Tasks to carry out:
a - Duplicate the comment on CO2 emissions word for word, beginning at the words "You would do" and stopping after the words "thinks something different.".
b - Go on with the comment on CO2 emissions, picking up after its final sentence.

Wharf, I have it figured out already thanks. What I have to wait for is to see the actual results in the natural world, not what you or Al Gore think.
What has happened in the quarter century since I've been watching the Greenhouse Effect in action is that my original 1987 ideas are about right [having watched for several years before that to figure it out].
You would do better to use a scientific and numerate mind to figure out what has happened, what is happening and what will happen. Don't bother counting how many people think something then copy them if you are in the 25% minority of Americans but the rest of the world thinks something different.
Numbers of minds have zero to do with the correctness of those minds.
The results that have come in over that quarter century are that despite a doubling in the rate of CO2 emissions since the graph in Hawaii began, as determined by hydrocarbon production, which you can see in the BP Statistical Review of World Energy bp.com the rate of CO2 accumulation has had only a slight increase.
It's interesting to note that reserves have doubled too over those decades.

[Stored records]
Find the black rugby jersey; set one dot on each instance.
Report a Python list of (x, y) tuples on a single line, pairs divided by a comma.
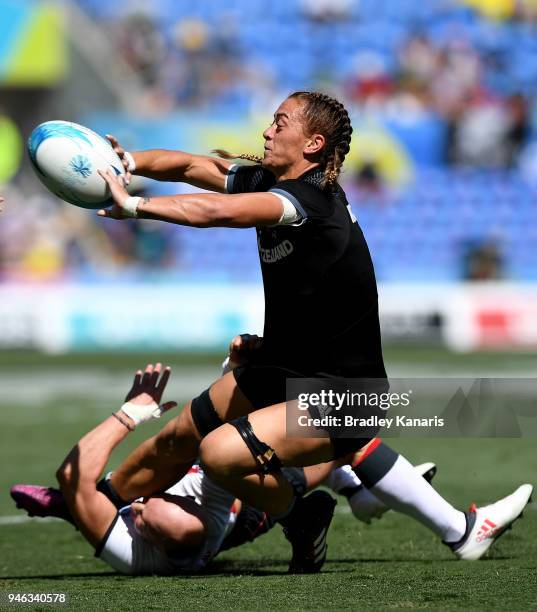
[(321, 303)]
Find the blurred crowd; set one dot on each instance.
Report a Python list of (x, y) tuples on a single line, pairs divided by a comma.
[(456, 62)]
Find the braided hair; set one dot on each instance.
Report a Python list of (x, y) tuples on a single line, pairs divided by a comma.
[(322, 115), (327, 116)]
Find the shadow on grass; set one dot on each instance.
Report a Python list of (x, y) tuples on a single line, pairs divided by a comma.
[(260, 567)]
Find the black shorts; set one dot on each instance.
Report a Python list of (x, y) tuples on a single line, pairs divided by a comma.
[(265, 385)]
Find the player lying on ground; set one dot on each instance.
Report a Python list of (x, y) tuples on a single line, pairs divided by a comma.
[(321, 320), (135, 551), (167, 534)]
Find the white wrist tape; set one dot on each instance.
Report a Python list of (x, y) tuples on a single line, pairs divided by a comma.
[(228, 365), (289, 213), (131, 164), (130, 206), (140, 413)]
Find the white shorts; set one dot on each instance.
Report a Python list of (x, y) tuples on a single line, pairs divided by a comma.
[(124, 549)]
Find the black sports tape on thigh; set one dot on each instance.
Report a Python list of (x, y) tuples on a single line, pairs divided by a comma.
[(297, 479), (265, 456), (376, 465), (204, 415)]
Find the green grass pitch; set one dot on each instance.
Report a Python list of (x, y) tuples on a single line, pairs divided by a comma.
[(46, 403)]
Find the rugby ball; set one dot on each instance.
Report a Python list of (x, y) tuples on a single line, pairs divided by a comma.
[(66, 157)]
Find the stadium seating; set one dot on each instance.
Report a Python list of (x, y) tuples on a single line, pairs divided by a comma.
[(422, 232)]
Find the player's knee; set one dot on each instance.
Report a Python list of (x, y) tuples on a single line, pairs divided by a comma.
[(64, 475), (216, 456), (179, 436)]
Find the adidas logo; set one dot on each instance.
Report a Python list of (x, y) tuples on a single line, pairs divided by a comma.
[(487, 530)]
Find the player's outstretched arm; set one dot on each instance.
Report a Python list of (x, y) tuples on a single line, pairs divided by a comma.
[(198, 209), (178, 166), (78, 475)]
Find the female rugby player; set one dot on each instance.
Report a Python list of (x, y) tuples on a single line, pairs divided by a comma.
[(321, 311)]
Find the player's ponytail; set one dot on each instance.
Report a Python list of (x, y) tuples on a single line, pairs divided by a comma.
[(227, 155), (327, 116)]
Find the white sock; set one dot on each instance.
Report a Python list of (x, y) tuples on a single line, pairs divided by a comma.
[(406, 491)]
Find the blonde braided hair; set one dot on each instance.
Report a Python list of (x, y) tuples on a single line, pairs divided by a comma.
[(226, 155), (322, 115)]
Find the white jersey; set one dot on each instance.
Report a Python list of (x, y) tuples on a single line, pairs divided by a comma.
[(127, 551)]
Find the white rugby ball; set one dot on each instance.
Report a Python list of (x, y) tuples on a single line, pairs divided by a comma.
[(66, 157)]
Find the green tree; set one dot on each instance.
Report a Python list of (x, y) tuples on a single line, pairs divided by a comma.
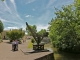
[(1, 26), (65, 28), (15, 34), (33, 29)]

* * *

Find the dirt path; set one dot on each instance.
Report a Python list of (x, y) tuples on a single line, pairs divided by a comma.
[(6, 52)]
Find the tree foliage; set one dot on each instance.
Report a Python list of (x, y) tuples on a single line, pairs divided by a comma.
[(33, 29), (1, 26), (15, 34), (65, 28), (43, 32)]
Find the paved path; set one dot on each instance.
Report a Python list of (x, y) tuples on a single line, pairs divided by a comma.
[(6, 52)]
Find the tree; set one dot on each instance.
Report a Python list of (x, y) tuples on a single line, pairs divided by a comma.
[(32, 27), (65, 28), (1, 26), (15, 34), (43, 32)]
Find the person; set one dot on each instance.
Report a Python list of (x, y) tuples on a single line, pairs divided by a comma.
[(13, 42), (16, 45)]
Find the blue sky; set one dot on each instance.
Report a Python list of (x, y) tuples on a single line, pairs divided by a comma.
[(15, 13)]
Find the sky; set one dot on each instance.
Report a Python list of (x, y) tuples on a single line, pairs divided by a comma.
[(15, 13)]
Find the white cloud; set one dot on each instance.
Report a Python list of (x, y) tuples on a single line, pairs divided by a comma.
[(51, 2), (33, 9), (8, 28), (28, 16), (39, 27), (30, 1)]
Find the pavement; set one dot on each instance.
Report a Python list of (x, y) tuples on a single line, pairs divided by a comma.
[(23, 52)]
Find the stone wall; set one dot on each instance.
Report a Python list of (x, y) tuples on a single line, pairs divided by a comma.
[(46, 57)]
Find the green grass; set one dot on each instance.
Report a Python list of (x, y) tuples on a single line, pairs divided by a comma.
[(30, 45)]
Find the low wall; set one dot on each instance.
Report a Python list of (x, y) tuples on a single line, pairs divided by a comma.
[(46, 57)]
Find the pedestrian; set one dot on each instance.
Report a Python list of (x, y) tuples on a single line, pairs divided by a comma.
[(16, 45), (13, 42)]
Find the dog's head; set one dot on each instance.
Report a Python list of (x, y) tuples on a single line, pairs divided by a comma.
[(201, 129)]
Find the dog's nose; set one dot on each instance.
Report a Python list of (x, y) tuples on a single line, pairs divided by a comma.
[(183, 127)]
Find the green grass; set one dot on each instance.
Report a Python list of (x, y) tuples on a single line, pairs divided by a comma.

* * *

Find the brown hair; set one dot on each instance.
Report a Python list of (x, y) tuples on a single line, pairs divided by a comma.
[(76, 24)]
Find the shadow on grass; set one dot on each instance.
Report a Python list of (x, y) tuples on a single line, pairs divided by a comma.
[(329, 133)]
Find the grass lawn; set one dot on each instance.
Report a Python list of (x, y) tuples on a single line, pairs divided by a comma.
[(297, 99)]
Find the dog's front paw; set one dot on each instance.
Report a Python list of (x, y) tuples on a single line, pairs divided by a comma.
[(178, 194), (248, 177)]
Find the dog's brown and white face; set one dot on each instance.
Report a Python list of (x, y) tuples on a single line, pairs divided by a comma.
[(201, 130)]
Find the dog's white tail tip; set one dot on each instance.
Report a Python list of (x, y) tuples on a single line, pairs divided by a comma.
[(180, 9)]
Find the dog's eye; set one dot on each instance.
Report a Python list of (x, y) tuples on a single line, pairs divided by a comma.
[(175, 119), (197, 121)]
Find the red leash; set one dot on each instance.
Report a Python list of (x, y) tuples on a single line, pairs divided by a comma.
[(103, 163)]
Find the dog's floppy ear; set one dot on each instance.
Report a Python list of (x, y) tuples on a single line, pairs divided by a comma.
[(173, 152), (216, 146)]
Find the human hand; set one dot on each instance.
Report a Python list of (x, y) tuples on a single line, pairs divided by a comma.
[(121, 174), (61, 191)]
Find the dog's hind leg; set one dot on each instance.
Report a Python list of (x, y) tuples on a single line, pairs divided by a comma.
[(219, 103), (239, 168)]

Task responses:
a -
You would do better to use a scientific and numerate mind to figure out what has happened, what is happening and what will happen. Don't bother counting how many people think something then copy them if you are in the 25% minority of Americans but the rest of the world thinks something different.

b -
Peak Oil is nowhere in sight. Well, it is, but it's because Peak People is in sight, with demographic trends, H5N1 [or similar], AIDS, wars, one thing and another, combined with old age, resulting in Peak People and Peak Oil both occurring in 2037.
That is likely to also be peak CO2. Then it's off back into the ice age and a mass migration towards the equator. Fortunately, there is a LOT of land in tropical regions. The Sahara and Australia are both quite empty and would be suitable for accommodation. Everywhere is quite empty really, outside cities. People like to pile up together.
You have probably been confused by the way they present the CO2 graph in Hawaii. An old trick of graphical representation is to take a small chunk of the graph and stretch the vertical axis so it looks as though it's the side of a steep mountain, which instinctively gives people vertigo.
If you redraw the graph with the vertical range from 0 to 5000 ppm and have a look at the levels of CO2 over the last 500 million years, which is the time that matters to living things [considering only the last half million years is like reviewing your life based on what happened since breakfast], you'll see that the increase in CO2 is trivial.
The increase is trivial, even though people have spent 100 years in vast efforts to burn hydrocarbons and have got umpty million vehicles roaring around, power stations and other contraptions burning millions of tons of the stuff.
Since we haven't achieved much in the way of CO2 increase after a century of serious effort, it's not likely that we are going to be more successful in the next century, when the number of people drops by half and people spend more time in cyberspace than in SUVs, ships and DC8s.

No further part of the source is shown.